***** Material supplied

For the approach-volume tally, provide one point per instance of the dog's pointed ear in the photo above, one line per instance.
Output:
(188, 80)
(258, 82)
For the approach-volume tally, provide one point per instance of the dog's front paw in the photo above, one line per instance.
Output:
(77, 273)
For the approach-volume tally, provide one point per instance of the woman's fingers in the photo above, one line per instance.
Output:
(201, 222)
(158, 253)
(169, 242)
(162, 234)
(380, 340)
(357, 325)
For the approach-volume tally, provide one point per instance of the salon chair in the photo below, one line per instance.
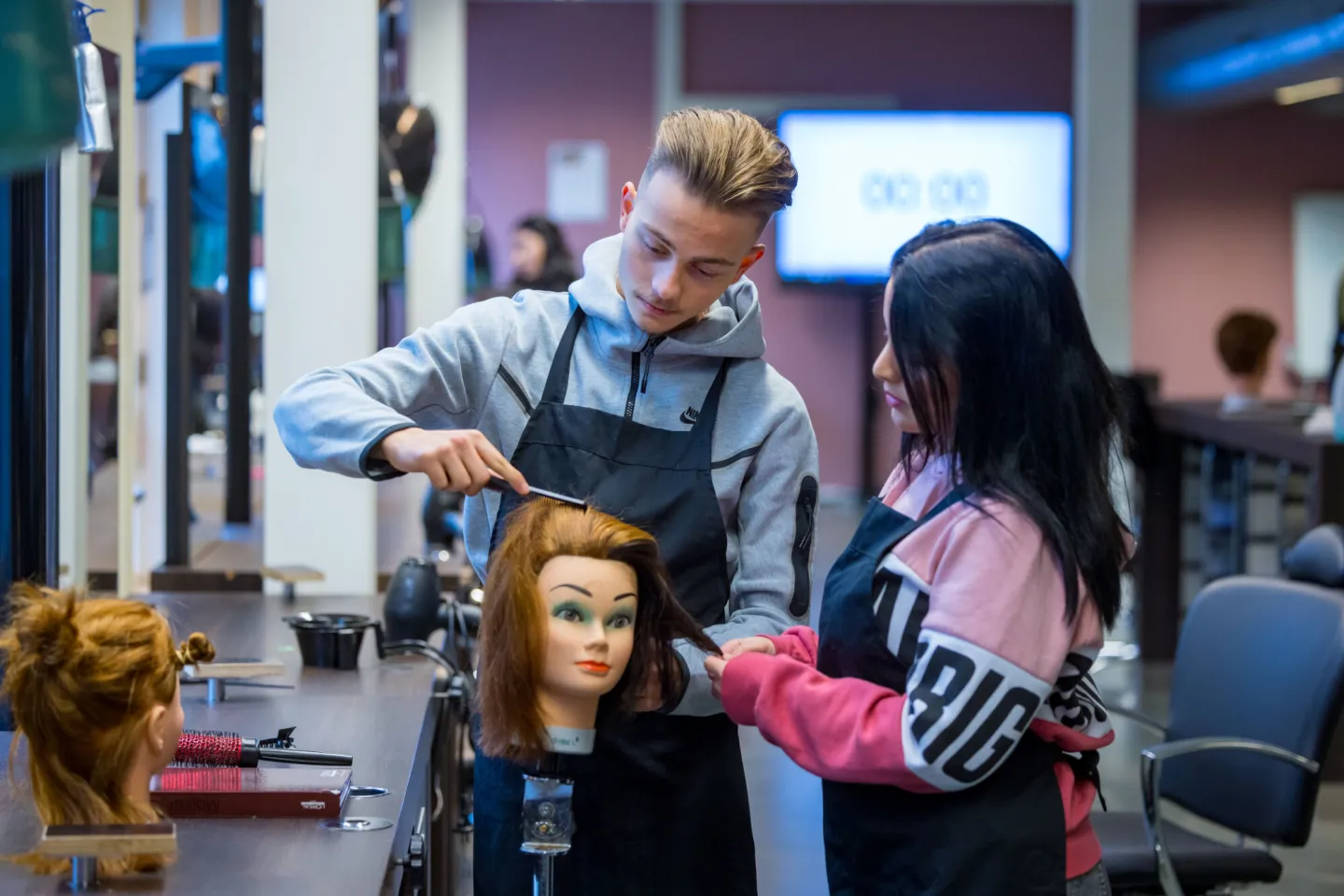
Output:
(1257, 690)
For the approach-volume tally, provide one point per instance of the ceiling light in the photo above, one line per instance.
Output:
(1309, 91)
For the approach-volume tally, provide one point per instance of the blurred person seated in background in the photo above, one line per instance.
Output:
(1245, 340)
(539, 257)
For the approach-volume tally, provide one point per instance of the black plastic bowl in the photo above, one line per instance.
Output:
(329, 639)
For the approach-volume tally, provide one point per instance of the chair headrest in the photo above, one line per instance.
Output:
(1317, 558)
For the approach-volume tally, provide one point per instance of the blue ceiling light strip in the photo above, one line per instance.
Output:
(1255, 58)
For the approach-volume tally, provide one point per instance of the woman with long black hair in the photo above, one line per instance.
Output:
(539, 257)
(946, 703)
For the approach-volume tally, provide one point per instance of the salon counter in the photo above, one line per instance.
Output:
(384, 713)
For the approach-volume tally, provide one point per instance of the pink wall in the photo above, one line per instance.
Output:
(1214, 231)
(546, 72)
(1212, 199)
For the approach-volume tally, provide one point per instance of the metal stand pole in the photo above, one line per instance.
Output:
(84, 872)
(543, 883)
(214, 691)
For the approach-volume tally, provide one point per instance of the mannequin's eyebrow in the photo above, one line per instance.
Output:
(589, 594)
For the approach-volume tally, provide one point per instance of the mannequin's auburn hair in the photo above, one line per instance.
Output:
(81, 678)
(512, 636)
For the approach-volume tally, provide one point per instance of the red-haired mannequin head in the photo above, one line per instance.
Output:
(578, 608)
(93, 687)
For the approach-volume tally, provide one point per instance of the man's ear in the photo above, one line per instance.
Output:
(753, 257)
(156, 730)
(628, 195)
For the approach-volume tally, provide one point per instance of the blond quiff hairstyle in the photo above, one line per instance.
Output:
(726, 159)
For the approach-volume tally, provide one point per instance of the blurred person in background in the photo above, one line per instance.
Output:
(1245, 340)
(539, 257)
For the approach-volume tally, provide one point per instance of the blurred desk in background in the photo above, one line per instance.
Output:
(1270, 434)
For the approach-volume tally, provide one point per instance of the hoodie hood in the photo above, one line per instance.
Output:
(730, 329)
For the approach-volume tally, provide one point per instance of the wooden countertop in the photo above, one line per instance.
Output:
(382, 713)
(1273, 431)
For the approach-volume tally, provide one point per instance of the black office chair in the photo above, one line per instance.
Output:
(1257, 692)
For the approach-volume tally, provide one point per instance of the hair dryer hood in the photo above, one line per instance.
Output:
(414, 606)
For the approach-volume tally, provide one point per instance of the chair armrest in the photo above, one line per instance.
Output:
(1137, 718)
(1149, 771)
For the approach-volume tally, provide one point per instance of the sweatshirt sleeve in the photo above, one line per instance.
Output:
(776, 517)
(797, 644)
(436, 378)
(969, 697)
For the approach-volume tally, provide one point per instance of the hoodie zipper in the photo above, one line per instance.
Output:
(638, 385)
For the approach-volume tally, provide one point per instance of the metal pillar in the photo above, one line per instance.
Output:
(238, 70)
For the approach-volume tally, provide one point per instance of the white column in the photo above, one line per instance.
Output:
(1105, 82)
(115, 28)
(74, 367)
(436, 274)
(320, 225)
(161, 116)
(668, 60)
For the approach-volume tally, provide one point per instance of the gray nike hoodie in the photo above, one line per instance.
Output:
(484, 367)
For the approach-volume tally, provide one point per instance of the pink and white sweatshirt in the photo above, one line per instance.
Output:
(984, 587)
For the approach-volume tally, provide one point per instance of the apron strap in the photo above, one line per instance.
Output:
(949, 500)
(558, 381)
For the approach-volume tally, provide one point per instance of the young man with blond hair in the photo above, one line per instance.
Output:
(644, 391)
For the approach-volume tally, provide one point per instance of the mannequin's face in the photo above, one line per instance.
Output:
(162, 733)
(590, 610)
(156, 749)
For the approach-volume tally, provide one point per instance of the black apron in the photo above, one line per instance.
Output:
(1001, 837)
(660, 807)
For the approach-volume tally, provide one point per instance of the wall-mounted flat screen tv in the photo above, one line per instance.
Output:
(871, 180)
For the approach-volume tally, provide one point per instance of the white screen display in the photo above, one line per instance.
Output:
(871, 180)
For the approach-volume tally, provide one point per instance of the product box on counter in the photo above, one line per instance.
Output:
(300, 791)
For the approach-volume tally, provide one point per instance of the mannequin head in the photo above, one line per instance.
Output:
(578, 609)
(93, 685)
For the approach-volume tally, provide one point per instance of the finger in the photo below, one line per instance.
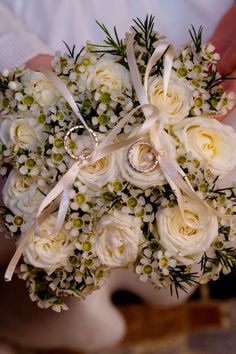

**********

Your answer should be every entry repeated exactly, minus the pictures.

For the approach-volume tally, provide one point per instance of the dog's pointed ear in the photo above, one line per instance.
Output:
(188, 80)
(258, 82)
For the approach-volume tally, provide one point per instance of the dog's front paw in the photo above, one line per instance.
Output:
(77, 273)
For the approach-volume tally, provide one point per instance of the woman's fingers in the photo above, one line per instance.
Output:
(201, 222)
(158, 253)
(169, 242)
(162, 234)
(380, 340)
(357, 325)
For the approach-volume tally, provide one point per instance of the salon chair in the photo below, one line per instance.
Output:
(1257, 690)
For the approach-volume tally, provide one point per instance of the ceiling light in the photo above, one line per instance.
Output:
(1309, 91)
For the approach-volume tally, provide one point per instance of the blurred person seated in background in the photo above, one line per instance.
Output:
(1245, 340)
(539, 257)
For the approach-volume tally, provide one point per instance of the black plastic bowl in the photo above, one line per instance.
Output:
(329, 639)
For the approach-volume tally, provide one point per instance of the chair headrest in the photo above, one line per instance.
Output:
(1317, 558)
For the approach-volume tally, provide one point per instance of the blue ceiling light strip in the photo above, one line per instance.
Output:
(1255, 58)
For the approach-volume tally, provide one point per instance of the woman with long black hair in the photo above, one line per instance.
Output:
(539, 257)
(946, 703)
For the approach-volume tally, provide one point per instance of the salon counter in the photo above, one line per instance.
Output:
(384, 713)
For the approach-volume tally, provide one point per instance of the pink wall in the photo above, one line per instance.
Output:
(1214, 231)
(546, 72)
(1212, 199)
For the approach-volume tally, provide one point per instance of the metal stand pole in the photo above, one line per instance.
Output:
(84, 872)
(543, 883)
(214, 691)
For the approach-volume tally, provide one point per instance of the mannequin's eyebrow in the photo above, one line per instance.
Output:
(589, 594)
For the approach-volume tally, provide one point per instance of the mannequin's auburn hair in the photo above, one line per instance.
Output:
(81, 678)
(512, 636)
For the approach-volume tally, provide one point per instance of the red-haired mannequin head in the photo above, one line per instance.
Output:
(578, 608)
(93, 687)
For the approach-volume tally, provide one point per instance of the man's ear in the photo above, one line per instance.
Output:
(753, 257)
(156, 730)
(628, 195)
For the approach-volume tally, provide one point per instance of the blond quiff hairstyle in the photo above, one line per instance.
Output:
(726, 159)
For the approach-volume tally, provide one point per instance of the blurred person in background in the photo above, one line per instance.
Output:
(1245, 340)
(539, 257)
For the approach-volume tally, provide one point per instance of the blurred desk in background in the photo above, one line per instance.
Output:
(1270, 434)
For the approach-volume tally, provide one point per instance of the hoodie hood in the photo above, one line per instance.
Output:
(730, 329)
For the approach-volume tally, provide one point per instance of the wooden countertop in the photo above, one line per instance.
Output:
(382, 713)
(1273, 431)
For the approach-volume tally, provide one point per instance of the black office chair in the photo above, one line per instance.
Output:
(1257, 692)
For the approach-volume tally, provide one point per instance of the hair dryer hood in the photo above, one line per instance.
Output:
(414, 606)
For the approach-volume tally, provide one point per instance of the chair armrest in the photo above, one line per instance.
Output:
(1137, 718)
(1149, 771)
For the approach-volume tally, provide one point per instance of the sweatshirt sleeve in the photo above, one line per instance.
Output:
(776, 517)
(797, 644)
(436, 378)
(969, 697)
For the approach-volume tally, provide one point per instance of the hoodie zipper in the photo above, one line per instance.
Output:
(638, 385)
For the approach-volume tally, provide one point per instance of the metal pillar in the photo above, one line per instance.
Output:
(238, 70)
For the approach-volume tally, provide one point per instance of the white column in the photo above, one line per instance.
Output:
(1105, 82)
(115, 28)
(74, 367)
(436, 274)
(320, 225)
(161, 116)
(668, 60)
For the approach-volume tally, provide one point per instance of the gray nike hoodie in the photo above, one line per instance.
Output:
(484, 367)
For the approach-volume tally, provide one point per instance of the pink and white sweatshirt in the photo above, one line per instance.
Output:
(984, 587)
For the approach-volume tally, provide one point per instance of the apron strap in the photo above, one line per instance.
Output:
(949, 500)
(558, 381)
For the approach-volume tally, provide one point per instance of the young man with blond hair in the photo above, one line per instance.
Output:
(644, 391)
For the approach-volume tally, provide one point per instance of the mannequin's face in the photo above, one line per instance.
Output:
(162, 733)
(590, 610)
(156, 749)
For the approach-volume tally, provide one point per instance of the black apron in the photo above, one line per instance.
Output:
(1001, 837)
(660, 807)
For the approach-volume tally, provide one point per instance of the wall-mounted flat screen tv in the photo above, one line per instance.
Output:
(871, 180)
For the approach-volume tally, provide one point per instance of the white screen display in the photo above, one line per instance.
Output:
(871, 180)
For the approach-volume tally, provide one point per instance of the product box on counter in the photo above, one line per instance.
Output:
(300, 791)
For the approach-volume tally, provide one point per instance of the mannequin head in the photo above, one line per instance.
Output:
(578, 609)
(93, 685)
For the approach-volume tally, provide one point per instance of the finger in the photo below, one line per instance.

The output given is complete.